**** Text shown

Quicksilver Resources shut in production from several pads in the Barnett Shale during the second quarter of 2012 that were uneconomic at current commodity prices. The company’s development plan for the final six months of the year includes drilling four wells, completing six wells and putting eight wells onto sales.
Quicksilver Resources’ long term plan for its Barnett Shale properties is to contribute them to Quicksilver Production Partners LP, a subsidiary of the company, and then conduct an initial public offering of this new entity. The company has delayed the plan due to current market conditions.
Chesapeake Energy (NYSE: CHK) reported in its second quarter of 2012 earnings report that the company added proved reserves of 4.2 trillion cubic feet equivalent in the first half of the year. While this is a significant achievement, it only told half the story as Chesapeake Energy eliminated 4.6 Tcfe of reserves from the proved category with most of the revision due to the removal of proved undeveloped reserves (PUD’s) in the Barnett and Haynesville Shale.
Chesapeake Energy indicated during its second quarter of 2012 conference call that these reserves may be added back in 2013. This prediction is based on the current NYMEX futures price.

********
**** Provided records

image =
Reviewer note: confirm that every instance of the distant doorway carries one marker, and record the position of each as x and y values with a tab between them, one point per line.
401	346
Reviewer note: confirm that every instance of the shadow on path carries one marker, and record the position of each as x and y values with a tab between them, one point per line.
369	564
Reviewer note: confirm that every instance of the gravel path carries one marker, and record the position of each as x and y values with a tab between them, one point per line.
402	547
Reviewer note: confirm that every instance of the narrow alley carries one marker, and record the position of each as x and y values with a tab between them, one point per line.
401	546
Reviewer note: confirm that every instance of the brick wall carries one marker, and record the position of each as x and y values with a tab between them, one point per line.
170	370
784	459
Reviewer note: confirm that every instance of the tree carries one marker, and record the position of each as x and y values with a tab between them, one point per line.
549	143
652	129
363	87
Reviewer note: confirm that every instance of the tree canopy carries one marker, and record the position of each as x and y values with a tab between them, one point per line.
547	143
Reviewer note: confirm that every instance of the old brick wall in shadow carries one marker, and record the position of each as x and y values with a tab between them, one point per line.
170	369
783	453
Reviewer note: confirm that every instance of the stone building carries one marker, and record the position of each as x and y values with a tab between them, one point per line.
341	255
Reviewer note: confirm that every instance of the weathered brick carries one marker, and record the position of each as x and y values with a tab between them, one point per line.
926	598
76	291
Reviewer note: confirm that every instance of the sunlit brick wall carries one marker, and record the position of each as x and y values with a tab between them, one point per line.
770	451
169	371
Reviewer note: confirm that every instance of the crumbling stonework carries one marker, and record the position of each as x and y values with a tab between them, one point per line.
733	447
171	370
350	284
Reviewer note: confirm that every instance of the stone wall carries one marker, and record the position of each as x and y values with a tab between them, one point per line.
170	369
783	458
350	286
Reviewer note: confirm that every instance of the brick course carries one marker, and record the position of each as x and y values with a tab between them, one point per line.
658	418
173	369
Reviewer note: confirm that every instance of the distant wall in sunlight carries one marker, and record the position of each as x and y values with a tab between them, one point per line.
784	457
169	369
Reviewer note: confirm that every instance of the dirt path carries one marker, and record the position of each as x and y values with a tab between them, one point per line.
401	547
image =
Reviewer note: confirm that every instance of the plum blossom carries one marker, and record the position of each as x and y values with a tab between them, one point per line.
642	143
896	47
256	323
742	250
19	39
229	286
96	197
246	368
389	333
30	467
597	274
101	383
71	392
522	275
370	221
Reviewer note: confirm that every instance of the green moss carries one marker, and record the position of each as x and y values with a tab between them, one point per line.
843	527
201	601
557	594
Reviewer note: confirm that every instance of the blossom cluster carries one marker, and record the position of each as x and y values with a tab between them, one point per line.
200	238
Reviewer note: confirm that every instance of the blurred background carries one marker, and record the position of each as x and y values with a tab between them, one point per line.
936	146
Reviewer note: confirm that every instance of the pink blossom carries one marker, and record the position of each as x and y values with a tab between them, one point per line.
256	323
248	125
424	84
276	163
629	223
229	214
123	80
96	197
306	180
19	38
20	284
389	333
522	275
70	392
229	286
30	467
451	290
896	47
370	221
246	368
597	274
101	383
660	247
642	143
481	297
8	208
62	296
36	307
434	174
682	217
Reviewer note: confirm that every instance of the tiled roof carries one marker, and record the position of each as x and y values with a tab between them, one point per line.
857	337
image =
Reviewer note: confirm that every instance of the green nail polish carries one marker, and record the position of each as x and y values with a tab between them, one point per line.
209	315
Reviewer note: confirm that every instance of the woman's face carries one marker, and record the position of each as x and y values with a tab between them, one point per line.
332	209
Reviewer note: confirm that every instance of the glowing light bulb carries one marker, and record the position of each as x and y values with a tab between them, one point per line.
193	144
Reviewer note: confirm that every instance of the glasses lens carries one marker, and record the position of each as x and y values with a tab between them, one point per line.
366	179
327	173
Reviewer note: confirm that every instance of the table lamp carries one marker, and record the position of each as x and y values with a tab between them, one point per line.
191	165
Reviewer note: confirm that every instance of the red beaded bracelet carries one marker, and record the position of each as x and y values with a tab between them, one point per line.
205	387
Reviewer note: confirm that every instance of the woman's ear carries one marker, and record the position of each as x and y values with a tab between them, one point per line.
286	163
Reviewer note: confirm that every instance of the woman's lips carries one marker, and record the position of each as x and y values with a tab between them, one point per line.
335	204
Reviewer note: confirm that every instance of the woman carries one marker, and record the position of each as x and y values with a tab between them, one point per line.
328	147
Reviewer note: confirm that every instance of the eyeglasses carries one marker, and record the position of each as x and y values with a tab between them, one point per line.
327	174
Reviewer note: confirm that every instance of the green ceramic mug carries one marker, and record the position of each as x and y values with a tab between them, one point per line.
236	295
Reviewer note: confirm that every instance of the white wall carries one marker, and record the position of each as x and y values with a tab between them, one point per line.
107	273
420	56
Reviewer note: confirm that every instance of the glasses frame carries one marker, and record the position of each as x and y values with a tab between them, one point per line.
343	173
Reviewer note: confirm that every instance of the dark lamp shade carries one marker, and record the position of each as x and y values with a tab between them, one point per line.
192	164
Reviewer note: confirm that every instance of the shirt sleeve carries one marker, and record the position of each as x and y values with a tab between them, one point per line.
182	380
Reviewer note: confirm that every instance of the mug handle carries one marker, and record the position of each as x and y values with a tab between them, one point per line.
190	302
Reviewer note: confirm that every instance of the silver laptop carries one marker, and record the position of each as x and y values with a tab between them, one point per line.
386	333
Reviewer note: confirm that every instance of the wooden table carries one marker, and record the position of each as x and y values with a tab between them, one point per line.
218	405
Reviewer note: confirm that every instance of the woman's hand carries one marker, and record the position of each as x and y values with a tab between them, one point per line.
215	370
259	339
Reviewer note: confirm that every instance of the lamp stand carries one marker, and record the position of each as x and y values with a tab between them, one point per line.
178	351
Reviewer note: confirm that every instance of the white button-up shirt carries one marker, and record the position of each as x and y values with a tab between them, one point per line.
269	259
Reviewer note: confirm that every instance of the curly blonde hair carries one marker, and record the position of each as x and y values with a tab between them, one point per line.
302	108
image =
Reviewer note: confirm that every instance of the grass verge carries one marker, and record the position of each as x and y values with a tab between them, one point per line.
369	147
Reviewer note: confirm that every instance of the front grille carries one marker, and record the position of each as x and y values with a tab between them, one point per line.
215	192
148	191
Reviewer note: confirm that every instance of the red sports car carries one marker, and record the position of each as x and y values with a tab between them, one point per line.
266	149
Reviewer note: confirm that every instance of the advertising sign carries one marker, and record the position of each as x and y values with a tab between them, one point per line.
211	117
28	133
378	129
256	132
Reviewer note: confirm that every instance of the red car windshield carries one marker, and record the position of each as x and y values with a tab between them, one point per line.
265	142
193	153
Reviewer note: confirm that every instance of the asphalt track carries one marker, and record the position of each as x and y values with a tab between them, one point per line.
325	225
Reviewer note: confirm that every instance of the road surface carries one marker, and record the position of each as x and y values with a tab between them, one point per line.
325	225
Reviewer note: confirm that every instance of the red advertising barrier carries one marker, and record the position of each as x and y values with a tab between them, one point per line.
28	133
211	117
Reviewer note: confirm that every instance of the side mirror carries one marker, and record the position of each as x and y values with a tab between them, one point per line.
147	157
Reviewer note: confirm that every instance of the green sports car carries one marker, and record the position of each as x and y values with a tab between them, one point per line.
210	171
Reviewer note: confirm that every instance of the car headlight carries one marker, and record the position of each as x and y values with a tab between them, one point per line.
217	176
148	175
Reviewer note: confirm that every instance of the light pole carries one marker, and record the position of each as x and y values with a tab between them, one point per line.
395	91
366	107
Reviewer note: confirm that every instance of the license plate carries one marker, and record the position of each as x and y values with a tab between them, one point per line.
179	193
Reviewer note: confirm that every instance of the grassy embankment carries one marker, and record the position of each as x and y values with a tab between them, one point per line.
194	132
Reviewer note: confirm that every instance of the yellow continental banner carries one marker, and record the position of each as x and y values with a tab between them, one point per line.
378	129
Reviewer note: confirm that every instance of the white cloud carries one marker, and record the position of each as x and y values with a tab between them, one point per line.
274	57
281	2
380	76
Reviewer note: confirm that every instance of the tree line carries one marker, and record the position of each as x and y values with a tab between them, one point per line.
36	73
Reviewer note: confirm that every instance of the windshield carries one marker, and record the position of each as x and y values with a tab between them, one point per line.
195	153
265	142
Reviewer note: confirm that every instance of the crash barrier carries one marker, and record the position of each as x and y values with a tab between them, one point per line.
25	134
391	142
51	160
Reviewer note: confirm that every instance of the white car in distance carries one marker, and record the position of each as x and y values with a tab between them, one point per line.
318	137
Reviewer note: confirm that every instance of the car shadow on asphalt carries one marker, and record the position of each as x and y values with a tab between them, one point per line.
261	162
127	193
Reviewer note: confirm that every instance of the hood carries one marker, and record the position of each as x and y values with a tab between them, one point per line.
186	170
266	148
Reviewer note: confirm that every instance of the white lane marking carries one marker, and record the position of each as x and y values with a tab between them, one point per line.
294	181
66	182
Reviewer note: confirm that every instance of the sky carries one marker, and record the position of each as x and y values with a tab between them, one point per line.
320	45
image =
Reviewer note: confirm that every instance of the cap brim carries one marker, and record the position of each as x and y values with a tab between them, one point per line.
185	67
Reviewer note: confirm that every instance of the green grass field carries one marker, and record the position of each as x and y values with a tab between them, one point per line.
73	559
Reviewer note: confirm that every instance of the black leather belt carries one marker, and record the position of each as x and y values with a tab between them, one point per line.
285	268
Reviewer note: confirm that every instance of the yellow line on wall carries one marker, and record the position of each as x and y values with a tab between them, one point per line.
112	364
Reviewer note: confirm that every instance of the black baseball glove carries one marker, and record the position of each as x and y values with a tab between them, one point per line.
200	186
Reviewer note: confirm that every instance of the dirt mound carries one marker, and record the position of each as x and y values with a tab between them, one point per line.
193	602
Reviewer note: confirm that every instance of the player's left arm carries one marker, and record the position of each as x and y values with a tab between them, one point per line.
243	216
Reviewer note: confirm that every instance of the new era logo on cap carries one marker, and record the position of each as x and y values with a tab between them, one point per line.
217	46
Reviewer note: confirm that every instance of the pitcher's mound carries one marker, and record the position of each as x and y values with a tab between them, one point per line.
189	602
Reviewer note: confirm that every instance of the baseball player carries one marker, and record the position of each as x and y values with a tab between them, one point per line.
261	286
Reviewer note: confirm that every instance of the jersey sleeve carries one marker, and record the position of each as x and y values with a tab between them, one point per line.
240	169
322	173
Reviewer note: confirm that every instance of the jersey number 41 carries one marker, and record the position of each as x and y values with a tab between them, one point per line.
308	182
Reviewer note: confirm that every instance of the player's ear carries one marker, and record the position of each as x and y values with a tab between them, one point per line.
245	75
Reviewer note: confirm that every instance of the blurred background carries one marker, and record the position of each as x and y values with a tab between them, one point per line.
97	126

********

▶ **Set exercise A**:
Please reproduce the Barnett Shale text between "Quicksilver Resources shut" and "wells onto sales.", inclusive, swapping in "gas wells" for every occurrence of "wells".
▶ **Set exercise B**:
Answer these questions from the Barnett Shale text:
(i) To which subsidiary does Quicksilver Resources plan to contribute its Barnett Shale properties?
(ii) How much in proved reserves did Chesapeake Energy add in the first half of 2012?
(iii) What is Chesapeake Energy's prediction that the reserves may be added back in 2013 based on?

▶ **Written reply A**:
Quicksilver Resources shut in production from several pads in the Barnett Shale during the second quarter of 2012 that were uneconomic at current commodity prices. The company’s development plan for the final six months of the year includes drilling four gas wells, completing six gas wells and putting eight gas wells onto sales.

▶ **Written reply B**:
(i) Quicksilver Production Partners LP
(ii) 4.2 trillion cubic feet equivalent
(iii) The current NYMEX futures price